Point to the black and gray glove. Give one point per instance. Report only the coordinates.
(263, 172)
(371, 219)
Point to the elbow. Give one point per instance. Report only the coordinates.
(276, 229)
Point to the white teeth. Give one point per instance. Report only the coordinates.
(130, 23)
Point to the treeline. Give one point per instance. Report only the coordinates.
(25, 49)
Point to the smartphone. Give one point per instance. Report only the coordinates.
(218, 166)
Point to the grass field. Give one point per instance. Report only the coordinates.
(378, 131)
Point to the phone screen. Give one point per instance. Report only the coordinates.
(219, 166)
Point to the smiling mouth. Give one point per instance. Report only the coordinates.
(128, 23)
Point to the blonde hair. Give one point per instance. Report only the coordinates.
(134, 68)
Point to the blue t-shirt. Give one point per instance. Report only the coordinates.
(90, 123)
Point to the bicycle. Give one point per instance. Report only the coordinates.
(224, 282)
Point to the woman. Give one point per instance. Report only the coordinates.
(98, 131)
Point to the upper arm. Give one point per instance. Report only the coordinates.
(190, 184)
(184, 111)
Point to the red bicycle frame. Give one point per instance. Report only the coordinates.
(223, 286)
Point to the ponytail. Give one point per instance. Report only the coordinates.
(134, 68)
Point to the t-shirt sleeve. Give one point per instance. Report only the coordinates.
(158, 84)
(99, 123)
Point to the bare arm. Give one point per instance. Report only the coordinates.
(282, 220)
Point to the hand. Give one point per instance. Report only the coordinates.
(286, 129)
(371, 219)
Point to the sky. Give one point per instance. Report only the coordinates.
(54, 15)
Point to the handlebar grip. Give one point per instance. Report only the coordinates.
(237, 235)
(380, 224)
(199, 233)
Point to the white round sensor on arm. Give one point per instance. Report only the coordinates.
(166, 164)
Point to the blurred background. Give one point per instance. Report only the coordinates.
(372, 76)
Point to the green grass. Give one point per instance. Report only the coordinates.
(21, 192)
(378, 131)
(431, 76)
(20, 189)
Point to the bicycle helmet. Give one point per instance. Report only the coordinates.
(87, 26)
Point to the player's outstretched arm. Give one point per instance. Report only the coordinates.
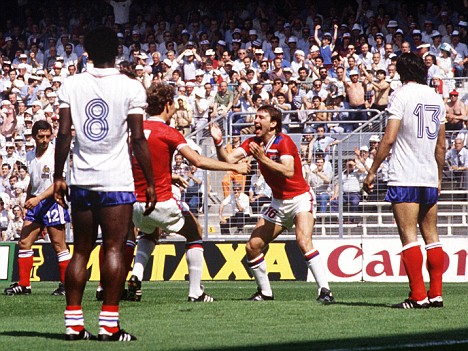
(217, 136)
(214, 165)
(143, 157)
(388, 139)
(62, 148)
(284, 168)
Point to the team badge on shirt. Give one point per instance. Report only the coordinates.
(45, 174)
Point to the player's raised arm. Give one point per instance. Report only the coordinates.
(285, 167)
(210, 164)
(142, 154)
(235, 156)
(62, 148)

==================================================

A word-for-word retyping of the material above is expected, without pictures.

Point to the black and gray glove. Give one point per instance. Report only the coordinates.
(263, 172)
(371, 219)
Point to the elbow. Give one point per instance. Report only the coordinates.
(276, 229)
Point to the white teeth. Give one point per instance. Report only the coordinates.
(130, 23)
Point to the treeline. Give one point per instance. Report only the coordinates.
(25, 49)
Point to the smartphone. Give one point per instance. Report only the coordinates.
(218, 166)
Point to the grass field. Give one point per instance. Report only the coordinates.
(378, 131)
Point to the phone screen. Give one point per instance. Report only the coordinates.
(219, 166)
Point to the smiling mouth. Give one point per instance. Report only the coordinates.
(128, 23)
Point to the blonde hair. Give one point per instance. Report only the coordinates.
(134, 68)
Point to the blue t-shirt. Give one point per instance. Report only the coordinates.
(90, 123)
Point to the bicycle. Give one point per instance. Report only the coordinates.
(224, 282)
Point to the woman. Give one point per instance. Report only the coordinates.
(98, 131)
Point to the upper arm. Give one point per instance. Report only the coordinates.
(190, 184)
(184, 111)
Point to the red bicycle frame. Give one point per instance. Report only the coordinates.
(223, 286)
Point to the ponytail. Give one point per instance. Report only the coordinates.
(134, 68)
Point to the t-shirt sleeve. Give one point per instance. Report only the coordinates.
(158, 84)
(99, 123)
Point to the bare arm. Give one point per instance. Report only the coordinates.
(282, 220)
Point to the hand. Give one point per instance. Report only the coordinates.
(286, 129)
(371, 219)
Point to the sky. Give one point per instance. Report only the coordinates.
(54, 15)
Point to the handlebar grip. Give one point per instance. Report only the coordinates.
(237, 235)
(380, 224)
(199, 233)
Point to the white round sensor on arm. Give one point per instance. Report only the coordinates.
(166, 164)
Point to the blurred background. Give one point per instance. Report only the coordinates.
(372, 76)
Point to the green grass. Give one point per instance. Report only the coordinates.
(21, 192)
(378, 131)
(431, 76)
(20, 189)
Point to the bicycle helmet. Give one point per instance. Report only the coordinates.
(87, 26)
Point to the player's outstretched arm. Give one point per instance. Report only the coordinates.
(217, 136)
(214, 165)
(143, 157)
(388, 139)
(62, 148)
(284, 168)
Point to the team badge on shirt. Give one point per instance. Report only the coordinates.
(45, 174)
Point to the player's raised arm. Give one point per instance. Report only the coordinates.
(285, 167)
(210, 164)
(142, 154)
(235, 156)
(62, 148)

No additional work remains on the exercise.